(Aanwijsgegevens bij benoemde voorwerpen)

----------

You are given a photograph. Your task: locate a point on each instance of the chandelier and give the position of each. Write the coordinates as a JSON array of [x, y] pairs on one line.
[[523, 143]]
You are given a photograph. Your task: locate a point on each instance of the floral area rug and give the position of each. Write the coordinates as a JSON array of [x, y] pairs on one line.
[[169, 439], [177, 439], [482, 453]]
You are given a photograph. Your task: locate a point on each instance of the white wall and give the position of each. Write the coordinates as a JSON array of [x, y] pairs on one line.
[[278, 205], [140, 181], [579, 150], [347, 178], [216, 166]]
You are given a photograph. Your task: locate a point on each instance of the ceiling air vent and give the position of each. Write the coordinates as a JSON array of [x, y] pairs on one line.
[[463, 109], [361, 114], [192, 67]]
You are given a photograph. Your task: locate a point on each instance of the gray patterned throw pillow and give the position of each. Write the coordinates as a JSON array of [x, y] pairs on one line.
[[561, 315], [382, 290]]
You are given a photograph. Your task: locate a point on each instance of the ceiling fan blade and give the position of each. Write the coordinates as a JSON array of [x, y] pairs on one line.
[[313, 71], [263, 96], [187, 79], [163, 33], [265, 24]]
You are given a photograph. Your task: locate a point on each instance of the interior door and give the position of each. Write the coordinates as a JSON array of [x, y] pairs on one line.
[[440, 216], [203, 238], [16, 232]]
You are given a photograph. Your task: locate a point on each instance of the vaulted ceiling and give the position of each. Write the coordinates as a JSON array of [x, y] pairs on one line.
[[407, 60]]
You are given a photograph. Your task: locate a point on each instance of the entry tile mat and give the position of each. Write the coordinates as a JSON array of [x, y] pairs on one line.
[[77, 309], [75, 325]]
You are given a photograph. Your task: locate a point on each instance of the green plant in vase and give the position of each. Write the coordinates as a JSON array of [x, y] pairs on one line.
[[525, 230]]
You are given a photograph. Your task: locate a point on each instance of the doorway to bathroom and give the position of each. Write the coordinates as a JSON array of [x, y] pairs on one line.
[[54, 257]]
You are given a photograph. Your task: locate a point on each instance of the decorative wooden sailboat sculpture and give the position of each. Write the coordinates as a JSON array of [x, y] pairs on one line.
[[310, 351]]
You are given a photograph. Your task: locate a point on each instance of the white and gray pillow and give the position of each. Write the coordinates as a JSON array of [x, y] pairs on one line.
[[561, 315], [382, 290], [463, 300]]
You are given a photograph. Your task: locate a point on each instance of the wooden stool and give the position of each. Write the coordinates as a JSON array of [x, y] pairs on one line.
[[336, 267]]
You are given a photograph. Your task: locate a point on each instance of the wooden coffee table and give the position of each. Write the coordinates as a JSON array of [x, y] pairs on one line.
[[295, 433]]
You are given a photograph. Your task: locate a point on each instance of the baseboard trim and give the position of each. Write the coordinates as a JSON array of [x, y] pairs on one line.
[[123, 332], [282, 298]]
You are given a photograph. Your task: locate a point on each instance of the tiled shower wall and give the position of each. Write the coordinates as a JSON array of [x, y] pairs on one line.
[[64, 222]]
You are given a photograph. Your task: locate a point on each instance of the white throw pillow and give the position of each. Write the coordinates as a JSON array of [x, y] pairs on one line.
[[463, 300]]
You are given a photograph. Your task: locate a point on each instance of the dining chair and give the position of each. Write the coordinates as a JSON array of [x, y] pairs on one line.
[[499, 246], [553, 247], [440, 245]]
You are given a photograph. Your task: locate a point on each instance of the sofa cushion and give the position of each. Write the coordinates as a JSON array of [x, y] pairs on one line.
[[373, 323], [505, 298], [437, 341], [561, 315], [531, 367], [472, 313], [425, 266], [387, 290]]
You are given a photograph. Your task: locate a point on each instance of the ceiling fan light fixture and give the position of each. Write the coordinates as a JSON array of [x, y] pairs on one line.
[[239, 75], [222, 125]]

----------

▸ Opdracht: Zet alle regels van de lijst hierboven in een genummerde opsomming en laat lege regels weg.

▸ Uitwerking:
1. You are given a photograph. Your task: locate a point on each instance of the chandelier and give the position of each. Write the coordinates as a JSON array of [x, y] pairs on one line.
2. [[523, 143]]
3. You are given a photograph. Your task: locate a point on each instance of the floral area rug and give the position of each. Write the coordinates as a JSON array of [x, y] pairs on one line.
4. [[169, 439], [177, 439], [482, 453]]
5. You are given a photograph. Your task: locate a point on each instance of the white wall and give the position of each. Write the coordinates as a JSON array of [x, y] pairs on one line.
6. [[278, 205], [140, 181], [579, 150], [347, 178], [216, 166]]
7. You are given a photograph. Your task: locate a point on each instance of the ceiling air vent and give the position of each. Write the coordinates as a JSON array of [x, y] pairs on one line.
8. [[463, 109], [361, 114], [192, 67]]
9. You are given a photograph. Your task: locate a point on each instance of the gray patterned throw pillow and give the position of each. Write the coordinates as a JSON array of [x, y] pairs on one line.
10. [[561, 315], [382, 290]]
11. You are given a photograph. Your task: locate a point on each instance of the ceiling fan blade and give the position of each. Write the coordinates as a JSON array of [x, y] pairs on one line.
12. [[313, 71], [263, 96], [187, 79], [163, 33], [265, 24]]
13. You are given a photograph. Your task: locate a point on each instance of the interior door and give the position of each. Write the coordinates as a JSON array of [x, y] pairs on one line.
14. [[440, 216], [203, 238], [16, 232]]
15. You are given a photograph. Your task: locate a point on each instance of the vaulted ceiling and give the position of each. Write the coordinates as a JSON array of [x, y] pairs on one line.
16. [[407, 60]]
17. You are given a photograph. Your task: locate a point on each instance of the entry tile mat and give the position of each. Write the coordinates as a JSON array of [x, y] pairs on one line.
18. [[77, 309], [75, 325]]
19. You are given a photograph. Your task: locate a point on each instance of the green plant in vase and give the position of each. Write the coordinates as a JSON array of [x, y] pairs on one line.
20. [[525, 230]]
21. You are given a photograph. Your task: locate a point on each instance of the doorway to bathroom and give the position of each. Write the coordinates as a JSON array of [x, y] pairs on one line.
22. [[54, 257]]
23. You are given a photograph. Your task: locate a point on each instance of the decorative wooden sailboat sculpture and give the position of each. Write the coordinates as a JSON array of [x, y] pairs on one line.
24. [[310, 351]]
25. You are given a photograph. Your task: locate a point on each instance of the white and gray pillow and give the position of each. Write the coordinates as a JSON array of [x, y] pairs on one line.
26. [[561, 315], [382, 290], [463, 300]]
27. You are given a photograph. Your task: locate a point on each instance of the wooden stool and give the position of each. Write the coordinates as a JSON array of [x, y] pairs on one line.
28. [[336, 267]]
29. You are given a photograph. Your task: locate a point on each instance of the wooden coffee table and give the position of each. Write the coordinates as a JSON array of [x, y] pairs on one line.
30. [[295, 433]]
31. You are given a photograph. Your task: locate a point on each instance of the baseboard trim and give the position of each. Write the coordinates as a JSON array of [x, y] pairs on one line.
32. [[123, 332], [282, 298]]
33. You are given a photograph. Your task: locate a point on each instance of the tiled shower wall and give the position of each. Write the coordinates as a JSON array of [x, y] pairs on one line.
34. [[64, 222]]
35. You are given a photograph. Your task: locate a point on each instance of the white throw pillow and give the position of each. Write the coordinates as a JSON array of [x, y] pairs on one line.
36. [[463, 300]]
37. You are given a photograph. Your task: locate a point on each instance of the dining chair and give the position of each. Write the coordinates as a JSON array of [x, y] pairs on one line.
38. [[499, 246], [553, 247], [440, 245]]
39. You are given a photograph. Your task: locate a point on each instance of the sofa cushion and give the position of each. Write the coordinates as a JSON array of [x, y] pairs on one line.
40. [[373, 323], [505, 298], [437, 341], [561, 315], [531, 367], [472, 313], [425, 266], [387, 290]]
41. You are given a photograph. Your task: locate a point on each instance of the ceiling fan light fixture and give the position of each. Write the coordinates as a JSON array of [x, y] pairs on one line.
42. [[239, 75], [222, 125]]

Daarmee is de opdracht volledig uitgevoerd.